▸ **Job**: Please rename "Detect all instances of" to "Locate each" throughout the material below, keeping everything else unchanged. Leave the pictures out of your answer.

[Source data]

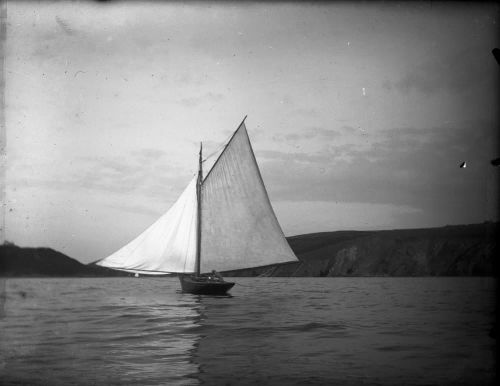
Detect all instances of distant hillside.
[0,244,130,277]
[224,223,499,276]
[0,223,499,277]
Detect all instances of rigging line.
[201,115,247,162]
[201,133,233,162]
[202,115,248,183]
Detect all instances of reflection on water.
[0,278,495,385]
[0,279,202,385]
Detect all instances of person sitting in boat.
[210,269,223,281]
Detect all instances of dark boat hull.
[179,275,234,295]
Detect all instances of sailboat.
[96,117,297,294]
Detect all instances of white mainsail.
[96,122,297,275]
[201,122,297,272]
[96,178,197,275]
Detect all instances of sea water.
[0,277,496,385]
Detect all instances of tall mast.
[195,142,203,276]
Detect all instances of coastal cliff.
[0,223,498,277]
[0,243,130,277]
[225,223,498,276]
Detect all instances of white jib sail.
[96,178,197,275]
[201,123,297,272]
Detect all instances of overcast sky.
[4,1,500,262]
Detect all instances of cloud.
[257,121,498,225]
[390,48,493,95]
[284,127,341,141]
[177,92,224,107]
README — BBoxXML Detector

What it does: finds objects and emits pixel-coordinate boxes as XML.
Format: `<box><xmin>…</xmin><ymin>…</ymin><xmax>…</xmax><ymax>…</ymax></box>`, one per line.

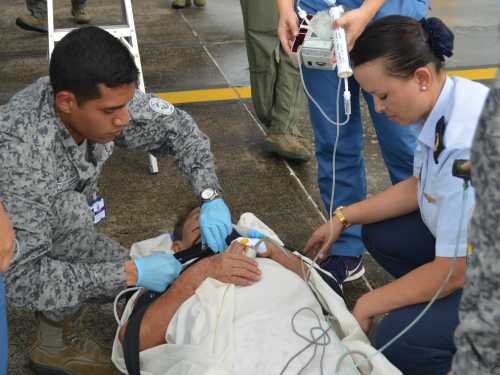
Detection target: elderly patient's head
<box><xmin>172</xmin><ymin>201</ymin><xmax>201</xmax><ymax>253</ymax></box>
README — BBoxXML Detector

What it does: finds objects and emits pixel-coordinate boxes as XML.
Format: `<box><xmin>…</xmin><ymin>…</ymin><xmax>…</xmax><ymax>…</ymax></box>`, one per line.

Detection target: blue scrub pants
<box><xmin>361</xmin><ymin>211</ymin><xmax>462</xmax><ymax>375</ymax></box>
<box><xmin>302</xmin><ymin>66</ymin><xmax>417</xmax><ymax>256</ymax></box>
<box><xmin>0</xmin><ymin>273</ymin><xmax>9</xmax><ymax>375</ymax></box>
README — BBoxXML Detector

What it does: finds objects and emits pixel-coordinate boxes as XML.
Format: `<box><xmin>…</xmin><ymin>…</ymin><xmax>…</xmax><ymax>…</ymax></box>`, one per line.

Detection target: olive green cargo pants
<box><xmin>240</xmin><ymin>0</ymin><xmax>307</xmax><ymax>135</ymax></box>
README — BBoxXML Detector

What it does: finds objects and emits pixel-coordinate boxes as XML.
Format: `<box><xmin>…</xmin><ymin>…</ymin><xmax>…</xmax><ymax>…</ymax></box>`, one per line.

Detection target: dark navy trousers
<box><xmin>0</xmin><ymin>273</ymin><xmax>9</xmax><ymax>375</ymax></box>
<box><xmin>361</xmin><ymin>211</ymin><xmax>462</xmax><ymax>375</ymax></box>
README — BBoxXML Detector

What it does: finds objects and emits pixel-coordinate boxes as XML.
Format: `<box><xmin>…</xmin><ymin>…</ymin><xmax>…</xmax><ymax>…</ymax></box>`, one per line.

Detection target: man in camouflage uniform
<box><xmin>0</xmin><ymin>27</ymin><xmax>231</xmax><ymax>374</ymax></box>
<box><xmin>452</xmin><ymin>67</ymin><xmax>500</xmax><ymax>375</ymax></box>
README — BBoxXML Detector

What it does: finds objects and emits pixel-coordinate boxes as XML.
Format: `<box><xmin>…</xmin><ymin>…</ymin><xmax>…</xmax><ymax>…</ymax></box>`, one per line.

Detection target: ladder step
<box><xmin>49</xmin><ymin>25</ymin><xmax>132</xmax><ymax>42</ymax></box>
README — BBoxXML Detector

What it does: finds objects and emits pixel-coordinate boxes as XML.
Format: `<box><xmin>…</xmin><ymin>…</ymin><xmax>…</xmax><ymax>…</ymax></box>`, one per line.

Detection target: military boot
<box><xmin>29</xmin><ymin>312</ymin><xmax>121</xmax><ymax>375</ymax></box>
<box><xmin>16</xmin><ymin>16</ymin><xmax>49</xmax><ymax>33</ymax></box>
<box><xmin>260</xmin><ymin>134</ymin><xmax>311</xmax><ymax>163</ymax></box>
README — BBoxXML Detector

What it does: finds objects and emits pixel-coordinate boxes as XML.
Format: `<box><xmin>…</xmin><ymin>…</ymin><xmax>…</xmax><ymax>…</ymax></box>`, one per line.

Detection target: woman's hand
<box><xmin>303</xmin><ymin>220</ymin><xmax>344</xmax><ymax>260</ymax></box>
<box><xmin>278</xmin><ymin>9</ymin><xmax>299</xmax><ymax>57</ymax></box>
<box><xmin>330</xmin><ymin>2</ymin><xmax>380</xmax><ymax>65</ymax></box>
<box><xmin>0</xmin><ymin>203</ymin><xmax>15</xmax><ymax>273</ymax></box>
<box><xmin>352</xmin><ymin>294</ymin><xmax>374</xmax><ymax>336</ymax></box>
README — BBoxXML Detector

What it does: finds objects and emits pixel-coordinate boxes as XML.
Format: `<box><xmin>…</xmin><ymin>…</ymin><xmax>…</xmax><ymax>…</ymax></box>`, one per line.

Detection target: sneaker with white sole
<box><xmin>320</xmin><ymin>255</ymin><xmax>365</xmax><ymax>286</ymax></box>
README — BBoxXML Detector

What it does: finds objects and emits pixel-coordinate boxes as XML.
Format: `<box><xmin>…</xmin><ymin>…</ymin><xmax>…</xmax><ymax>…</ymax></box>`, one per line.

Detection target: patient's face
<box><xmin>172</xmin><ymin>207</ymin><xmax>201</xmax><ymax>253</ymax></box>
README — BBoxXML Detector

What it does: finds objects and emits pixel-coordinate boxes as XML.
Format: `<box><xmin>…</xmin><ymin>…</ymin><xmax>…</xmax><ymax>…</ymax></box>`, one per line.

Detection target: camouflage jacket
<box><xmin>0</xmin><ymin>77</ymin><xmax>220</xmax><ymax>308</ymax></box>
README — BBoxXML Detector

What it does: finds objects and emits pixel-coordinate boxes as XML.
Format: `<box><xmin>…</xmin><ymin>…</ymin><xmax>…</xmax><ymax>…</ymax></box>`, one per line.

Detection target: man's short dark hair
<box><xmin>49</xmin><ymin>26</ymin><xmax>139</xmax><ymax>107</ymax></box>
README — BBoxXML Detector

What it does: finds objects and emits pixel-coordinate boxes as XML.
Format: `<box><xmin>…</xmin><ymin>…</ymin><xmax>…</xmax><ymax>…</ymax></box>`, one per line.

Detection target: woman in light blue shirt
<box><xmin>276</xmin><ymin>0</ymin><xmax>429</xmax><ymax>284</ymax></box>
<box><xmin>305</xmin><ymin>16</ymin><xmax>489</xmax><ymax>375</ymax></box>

▸ **Finished answer**:
Locate each distant hillside.
[0,244,130,277]
[224,223,499,276]
[0,223,499,277]
Locate each rigging line.
[201,115,247,162]
[201,133,233,162]
[202,115,248,183]
Locate each reflection on water.
[0,278,495,385]
[0,279,202,385]
Locate each person sitting in boat.
[210,269,223,281]
Locate each dark boat hull.
[179,275,234,295]
Locate each sailboat.
[96,117,297,294]
Locate each white mainsail.
[96,122,297,275]
[201,122,297,272]
[96,178,197,275]
Locate each sea water.
[0,277,496,385]
Locate each tall mast.
[195,142,203,276]
Locate each coastal cliff.
[0,223,498,277]
[0,243,130,277]
[225,223,498,276]
Locate each white jib sail.
[96,178,197,275]
[201,123,297,272]
Locate each overcast sky.
[4,1,500,262]
Locate each cloud.
[257,121,498,225]
[390,48,493,95]
[284,127,341,141]
[177,92,224,107]
README — BBoxXML Detector

What it does: finds objects and emits pixel-coordinate boxes as XML.
Format: `<box><xmin>…</xmin><ymin>…</ymin><xmax>…</xmax><ymax>…</ymax></box>`, one per line.

Detection target: elderly patient's head
<box><xmin>172</xmin><ymin>201</ymin><xmax>201</xmax><ymax>253</ymax></box>
README — BBoxXML Detector

What it does: finds objects and emits pixel-coordinate boxes as XML.
Format: `<box><xmin>…</xmin><ymin>…</ymin><xmax>…</xmax><ymax>…</ymax></box>`, one per line.

Detection target: blue scrub pants
<box><xmin>361</xmin><ymin>211</ymin><xmax>462</xmax><ymax>375</ymax></box>
<box><xmin>302</xmin><ymin>66</ymin><xmax>417</xmax><ymax>256</ymax></box>
<box><xmin>0</xmin><ymin>273</ymin><xmax>9</xmax><ymax>375</ymax></box>
README — BBoxXML Detector

What it does: finds objects and emits pixel-coordinate boxes as XML.
Format: `<box><xmin>…</xmin><ymin>…</ymin><xmax>…</xmax><ymax>…</ymax></box>`, one per line.

Detection target: olive green cargo pants
<box><xmin>240</xmin><ymin>0</ymin><xmax>307</xmax><ymax>135</ymax></box>
README — BBoxXML Detector

What it does: finds objects and emits pixel-coordinate boxes as XML.
Format: `<box><xmin>…</xmin><ymin>…</ymin><xmax>…</xmax><ymax>…</ymax></box>`, one per line.

Detection target: dark navy trousers
<box><xmin>0</xmin><ymin>273</ymin><xmax>9</xmax><ymax>375</ymax></box>
<box><xmin>361</xmin><ymin>211</ymin><xmax>462</xmax><ymax>375</ymax></box>
README — BBoxXML Detector

What it does: finds objects and emits pixel-coordinate boxes as XML.
Format: `<box><xmin>…</xmin><ymin>…</ymin><xmax>…</xmax><ymax>…</ymax></box>`, one per line.

Detection target: man in camouflage uniform
<box><xmin>0</xmin><ymin>27</ymin><xmax>231</xmax><ymax>374</ymax></box>
<box><xmin>452</xmin><ymin>67</ymin><xmax>500</xmax><ymax>375</ymax></box>
README — BBoxXML Detector

What it does: finds objects and emits pixel-coordinate boxes as XML.
Format: `<box><xmin>…</xmin><ymin>…</ymin><xmax>…</xmax><ymax>…</ymax></box>`, one per line.

Detection target: ladder step
<box><xmin>49</xmin><ymin>25</ymin><xmax>132</xmax><ymax>42</ymax></box>
README — BBoxXML Detector

What it does: finds objects and emits pixel-coordinate boxes as XML.
Format: `<box><xmin>…</xmin><ymin>…</ymin><xmax>…</xmax><ymax>…</ymax></box>`, one per line.

Detection target: military boot
<box><xmin>29</xmin><ymin>312</ymin><xmax>121</xmax><ymax>375</ymax></box>
<box><xmin>16</xmin><ymin>16</ymin><xmax>49</xmax><ymax>33</ymax></box>
<box><xmin>260</xmin><ymin>134</ymin><xmax>311</xmax><ymax>163</ymax></box>
README — BBoxXML Detector

What it does: finds objects and emits pixel-coordinate boxes as XML.
Format: `<box><xmin>…</xmin><ymin>…</ymin><xmax>…</xmax><ymax>…</ymax></box>`, one per line.

Detection target: woman's hand
<box><xmin>303</xmin><ymin>220</ymin><xmax>344</xmax><ymax>260</ymax></box>
<box><xmin>278</xmin><ymin>9</ymin><xmax>299</xmax><ymax>57</ymax></box>
<box><xmin>330</xmin><ymin>2</ymin><xmax>380</xmax><ymax>65</ymax></box>
<box><xmin>0</xmin><ymin>203</ymin><xmax>15</xmax><ymax>273</ymax></box>
<box><xmin>352</xmin><ymin>294</ymin><xmax>374</xmax><ymax>336</ymax></box>
README — BBoxXML Detector

What it does: finds objects and emits pixel-coordinate boxes as XML.
Format: `<box><xmin>…</xmin><ymin>…</ymin><xmax>…</xmax><ymax>…</ymax></box>`, one per line.

Detection target: sneaker with white sole
<box><xmin>320</xmin><ymin>255</ymin><xmax>365</xmax><ymax>286</ymax></box>
README — BBoxXML Detector

What it does: finds objects and emits pixel-coordinate boxes as XML.
Format: `<box><xmin>…</xmin><ymin>…</ymin><xmax>…</xmax><ymax>…</ymax></box>`, one per line.

Detection target: patient's face
<box><xmin>172</xmin><ymin>207</ymin><xmax>201</xmax><ymax>253</ymax></box>
README — BBoxXML Detector

What it does: finds objects and emits pixel-coordinate boxes as XML.
Format: `<box><xmin>…</xmin><ymin>…</ymin><xmax>…</xmax><ymax>…</ymax></box>`, one per line.

Detection target: camouflage jacket
<box><xmin>0</xmin><ymin>77</ymin><xmax>220</xmax><ymax>308</ymax></box>
README — BBoxXML Detector

What it does: finds objects and emits pixel-coordinate boxes as XML.
Format: `<box><xmin>…</xmin><ymin>…</ymin><xmax>…</xmax><ymax>…</ymax></box>`, one per line.

Detection target: man's short dark hair
<box><xmin>49</xmin><ymin>26</ymin><xmax>139</xmax><ymax>107</ymax></box>
README — BBoxXML Detector

What it does: finds objects and emits pixel-coordinate boxes as XML.
Format: `<box><xmin>…</xmin><ymin>…</ymin><xmax>…</xmax><ymax>…</ymax></box>`, one per line.

Detection target: woman in light blue shirt
<box><xmin>276</xmin><ymin>0</ymin><xmax>429</xmax><ymax>284</ymax></box>
<box><xmin>305</xmin><ymin>16</ymin><xmax>489</xmax><ymax>375</ymax></box>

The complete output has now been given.